(Beginning of Exercise passage)

We’re Not Venture Capitalists, We’re Restructuring Partners.
Waterous Energy Fund is a North American private equity firm seeking to invest in established oil and gas businesses with top decile assets, requiring recapitalizing, restructuring or repositioning. We believe that the combination of lower commodity prices, new technology and consequent industry dislocation have made this an ideal time to invest in the oil patch.
We Seek to Buy Complexity and Sell Simplicity.
We believe now is an exciting time to be investing in the oil patch. At the macro level, despite a more favourable supply and demand balance than in recent years, the forward curves for both oil and natural gas are now essentially flat. At the asset level, improvements in technology have produced drilling returns in select areas which are among the highest return and lowest risk in recent history. At the industry level, companies saddled with legacy capital structures and business plans create opportunities for repositioning.

(End of Exercise passage)
(Beginning of Study material)

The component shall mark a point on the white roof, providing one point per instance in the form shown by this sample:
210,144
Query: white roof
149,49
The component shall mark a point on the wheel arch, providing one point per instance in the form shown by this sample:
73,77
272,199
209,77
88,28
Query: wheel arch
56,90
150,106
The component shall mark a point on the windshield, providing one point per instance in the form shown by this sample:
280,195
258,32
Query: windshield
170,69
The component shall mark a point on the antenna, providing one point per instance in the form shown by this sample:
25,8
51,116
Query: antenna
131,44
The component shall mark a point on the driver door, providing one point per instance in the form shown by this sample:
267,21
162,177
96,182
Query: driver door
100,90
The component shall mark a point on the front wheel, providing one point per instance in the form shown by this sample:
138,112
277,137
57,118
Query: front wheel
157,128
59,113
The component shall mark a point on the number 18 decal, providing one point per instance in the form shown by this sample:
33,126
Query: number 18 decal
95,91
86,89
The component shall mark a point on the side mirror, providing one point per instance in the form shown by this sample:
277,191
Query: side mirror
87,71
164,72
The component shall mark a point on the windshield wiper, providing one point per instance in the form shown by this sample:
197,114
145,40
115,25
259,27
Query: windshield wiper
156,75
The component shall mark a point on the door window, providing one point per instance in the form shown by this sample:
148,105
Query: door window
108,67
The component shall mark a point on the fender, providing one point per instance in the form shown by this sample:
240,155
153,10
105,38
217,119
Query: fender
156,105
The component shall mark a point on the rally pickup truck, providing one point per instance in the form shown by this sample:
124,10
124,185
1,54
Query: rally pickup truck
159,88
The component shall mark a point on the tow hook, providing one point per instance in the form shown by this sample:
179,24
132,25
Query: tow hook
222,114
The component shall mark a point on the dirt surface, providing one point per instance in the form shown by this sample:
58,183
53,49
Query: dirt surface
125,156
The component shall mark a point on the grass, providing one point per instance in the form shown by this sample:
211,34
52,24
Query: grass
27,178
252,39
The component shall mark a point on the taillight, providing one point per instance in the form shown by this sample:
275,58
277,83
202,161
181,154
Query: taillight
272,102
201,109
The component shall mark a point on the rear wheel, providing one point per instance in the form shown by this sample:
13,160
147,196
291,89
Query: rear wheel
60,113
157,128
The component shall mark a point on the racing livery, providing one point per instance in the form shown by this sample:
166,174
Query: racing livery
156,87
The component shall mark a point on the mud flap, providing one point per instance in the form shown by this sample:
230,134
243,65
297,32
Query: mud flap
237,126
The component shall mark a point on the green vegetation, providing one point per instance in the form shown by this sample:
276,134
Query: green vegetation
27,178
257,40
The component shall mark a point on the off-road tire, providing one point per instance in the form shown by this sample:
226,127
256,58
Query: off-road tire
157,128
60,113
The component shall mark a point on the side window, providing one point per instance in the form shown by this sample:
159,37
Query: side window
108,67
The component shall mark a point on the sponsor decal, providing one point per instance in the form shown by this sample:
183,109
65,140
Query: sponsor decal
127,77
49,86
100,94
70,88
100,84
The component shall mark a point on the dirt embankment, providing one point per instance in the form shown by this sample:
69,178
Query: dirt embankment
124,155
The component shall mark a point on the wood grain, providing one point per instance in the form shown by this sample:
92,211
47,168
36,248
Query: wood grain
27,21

(End of Study material)

• **What you are asked to do**
In the text about Waterous Energy Fund, rewrite the paragraph beginning "We believe now is an exciting time" as a short bulleted list that keeps its main facts.

• **Solution to this problem**
- Now is an exciting time to invest in the oil patch.
- Macro level: supply and demand are more favorable than in recent years, yet the forward curves for oil and natural gas are essentially flat.
- Asset level: better technology has made drilling in select areas among the highest-return, lowest-risk in recent history.
- Industry level: companies burdened with legacy capital structures and business plans create repositioning opportunities.